Data extracted from a collection
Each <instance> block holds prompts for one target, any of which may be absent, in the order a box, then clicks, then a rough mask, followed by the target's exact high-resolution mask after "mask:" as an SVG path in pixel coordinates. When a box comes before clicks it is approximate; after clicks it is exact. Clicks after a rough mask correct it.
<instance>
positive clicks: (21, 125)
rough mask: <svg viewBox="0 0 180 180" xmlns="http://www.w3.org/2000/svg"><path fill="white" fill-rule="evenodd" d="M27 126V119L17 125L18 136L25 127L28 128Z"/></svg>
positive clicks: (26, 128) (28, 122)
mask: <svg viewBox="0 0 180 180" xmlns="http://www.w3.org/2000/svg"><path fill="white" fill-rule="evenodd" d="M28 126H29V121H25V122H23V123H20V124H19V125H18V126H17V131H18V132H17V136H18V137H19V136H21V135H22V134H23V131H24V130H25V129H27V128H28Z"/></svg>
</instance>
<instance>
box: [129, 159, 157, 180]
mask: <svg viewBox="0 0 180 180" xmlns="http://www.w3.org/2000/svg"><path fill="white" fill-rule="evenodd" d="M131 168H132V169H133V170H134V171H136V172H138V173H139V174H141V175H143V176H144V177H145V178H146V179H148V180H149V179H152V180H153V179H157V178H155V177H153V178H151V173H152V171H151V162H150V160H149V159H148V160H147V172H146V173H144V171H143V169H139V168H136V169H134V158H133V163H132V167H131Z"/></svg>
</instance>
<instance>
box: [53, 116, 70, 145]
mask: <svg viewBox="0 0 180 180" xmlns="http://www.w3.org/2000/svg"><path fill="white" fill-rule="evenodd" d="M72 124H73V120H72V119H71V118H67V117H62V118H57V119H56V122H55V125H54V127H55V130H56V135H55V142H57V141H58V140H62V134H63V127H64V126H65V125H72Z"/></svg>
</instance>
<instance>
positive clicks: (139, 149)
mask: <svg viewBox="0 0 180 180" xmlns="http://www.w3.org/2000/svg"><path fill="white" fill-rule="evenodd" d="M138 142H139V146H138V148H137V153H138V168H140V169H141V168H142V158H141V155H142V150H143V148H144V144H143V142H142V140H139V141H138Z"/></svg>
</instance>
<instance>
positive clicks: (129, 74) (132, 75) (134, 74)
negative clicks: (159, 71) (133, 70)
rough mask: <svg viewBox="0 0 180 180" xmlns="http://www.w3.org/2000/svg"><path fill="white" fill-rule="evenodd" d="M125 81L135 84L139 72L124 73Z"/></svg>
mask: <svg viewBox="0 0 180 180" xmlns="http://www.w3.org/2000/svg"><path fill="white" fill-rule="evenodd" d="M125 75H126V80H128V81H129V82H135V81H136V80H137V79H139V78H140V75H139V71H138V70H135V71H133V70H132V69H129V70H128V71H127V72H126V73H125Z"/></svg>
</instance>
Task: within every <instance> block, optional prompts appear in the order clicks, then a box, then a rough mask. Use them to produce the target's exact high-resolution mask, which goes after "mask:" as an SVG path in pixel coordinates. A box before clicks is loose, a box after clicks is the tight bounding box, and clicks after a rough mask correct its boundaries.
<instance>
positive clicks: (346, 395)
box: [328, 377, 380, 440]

---

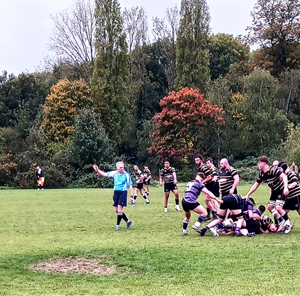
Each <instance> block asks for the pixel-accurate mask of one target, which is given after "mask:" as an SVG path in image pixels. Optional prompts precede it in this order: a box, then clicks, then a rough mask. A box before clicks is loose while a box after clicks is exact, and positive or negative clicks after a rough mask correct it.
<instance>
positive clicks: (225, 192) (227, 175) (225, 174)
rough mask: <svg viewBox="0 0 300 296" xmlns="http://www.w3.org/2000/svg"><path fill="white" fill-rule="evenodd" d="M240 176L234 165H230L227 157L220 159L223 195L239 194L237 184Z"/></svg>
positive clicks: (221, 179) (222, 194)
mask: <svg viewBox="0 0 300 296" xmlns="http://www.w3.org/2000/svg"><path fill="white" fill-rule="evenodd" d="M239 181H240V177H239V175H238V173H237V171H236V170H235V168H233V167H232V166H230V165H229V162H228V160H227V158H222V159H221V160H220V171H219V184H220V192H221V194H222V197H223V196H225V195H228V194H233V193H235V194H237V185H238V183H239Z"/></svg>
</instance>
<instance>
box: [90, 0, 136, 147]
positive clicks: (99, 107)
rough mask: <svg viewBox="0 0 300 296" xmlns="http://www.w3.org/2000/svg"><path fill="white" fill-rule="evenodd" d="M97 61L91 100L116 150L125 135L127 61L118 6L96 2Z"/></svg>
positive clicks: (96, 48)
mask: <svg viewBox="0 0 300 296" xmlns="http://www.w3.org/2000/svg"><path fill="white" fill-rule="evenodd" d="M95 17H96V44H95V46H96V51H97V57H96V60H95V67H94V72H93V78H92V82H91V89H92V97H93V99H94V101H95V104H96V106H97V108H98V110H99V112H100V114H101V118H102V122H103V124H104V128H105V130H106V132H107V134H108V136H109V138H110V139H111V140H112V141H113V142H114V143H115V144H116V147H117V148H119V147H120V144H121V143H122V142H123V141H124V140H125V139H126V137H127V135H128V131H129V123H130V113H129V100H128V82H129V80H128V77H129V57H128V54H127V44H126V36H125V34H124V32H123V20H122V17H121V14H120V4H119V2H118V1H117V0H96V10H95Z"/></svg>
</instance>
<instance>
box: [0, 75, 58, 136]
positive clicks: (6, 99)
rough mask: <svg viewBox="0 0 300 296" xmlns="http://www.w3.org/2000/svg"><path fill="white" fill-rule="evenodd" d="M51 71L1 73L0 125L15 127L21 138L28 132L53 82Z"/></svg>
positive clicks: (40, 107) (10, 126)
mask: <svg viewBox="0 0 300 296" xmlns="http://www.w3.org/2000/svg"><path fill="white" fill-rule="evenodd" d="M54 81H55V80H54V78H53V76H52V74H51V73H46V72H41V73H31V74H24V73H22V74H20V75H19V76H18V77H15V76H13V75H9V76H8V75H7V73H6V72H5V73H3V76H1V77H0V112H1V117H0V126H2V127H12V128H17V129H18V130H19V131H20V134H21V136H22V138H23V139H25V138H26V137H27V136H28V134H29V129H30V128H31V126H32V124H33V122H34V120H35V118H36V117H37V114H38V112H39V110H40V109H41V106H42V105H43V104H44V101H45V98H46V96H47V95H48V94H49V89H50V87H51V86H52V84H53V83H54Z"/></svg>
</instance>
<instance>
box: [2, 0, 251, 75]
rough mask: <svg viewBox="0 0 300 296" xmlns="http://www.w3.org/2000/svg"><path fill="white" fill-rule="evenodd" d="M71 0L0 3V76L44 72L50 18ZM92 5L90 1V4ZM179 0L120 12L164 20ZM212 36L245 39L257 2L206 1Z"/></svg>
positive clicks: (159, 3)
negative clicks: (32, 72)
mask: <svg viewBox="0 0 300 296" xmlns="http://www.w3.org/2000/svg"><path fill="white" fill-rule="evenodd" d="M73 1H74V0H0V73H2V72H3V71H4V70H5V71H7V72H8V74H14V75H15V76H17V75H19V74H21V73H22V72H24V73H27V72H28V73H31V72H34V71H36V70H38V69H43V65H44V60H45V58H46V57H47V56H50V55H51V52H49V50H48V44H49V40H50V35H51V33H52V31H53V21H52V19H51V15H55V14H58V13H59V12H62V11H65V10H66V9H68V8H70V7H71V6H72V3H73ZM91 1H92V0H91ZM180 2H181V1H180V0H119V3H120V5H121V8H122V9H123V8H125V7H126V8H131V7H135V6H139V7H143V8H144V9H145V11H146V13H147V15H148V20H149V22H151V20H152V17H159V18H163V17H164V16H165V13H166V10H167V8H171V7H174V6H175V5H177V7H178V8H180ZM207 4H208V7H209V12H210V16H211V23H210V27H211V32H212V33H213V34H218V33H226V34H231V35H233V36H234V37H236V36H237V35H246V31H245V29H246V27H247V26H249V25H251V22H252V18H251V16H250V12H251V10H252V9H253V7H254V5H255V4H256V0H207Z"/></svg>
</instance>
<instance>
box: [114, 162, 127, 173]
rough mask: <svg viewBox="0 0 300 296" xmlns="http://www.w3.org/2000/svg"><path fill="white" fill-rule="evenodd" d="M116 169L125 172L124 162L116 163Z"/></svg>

Exercise description:
Replace "rough mask" with "coarse mask" in the lines between the one holding "Each <instance> block holds" and the one holding "positive clicks: (21, 125)", inclusive. Write out only those lines, leaving everything else unchanged.

Task solution:
Each <instance> block holds prompts for one target, any of which may be absent, in the order a box, then clicks, then a coarse mask, followed by the target's exact high-resolution mask after "mask:" as an SVG path in pixel coordinates. When a box comes before clicks it is approximate; after clicks it is exact. Clicks after a coarse mask correct it.
<instance>
positive clicks: (21, 125)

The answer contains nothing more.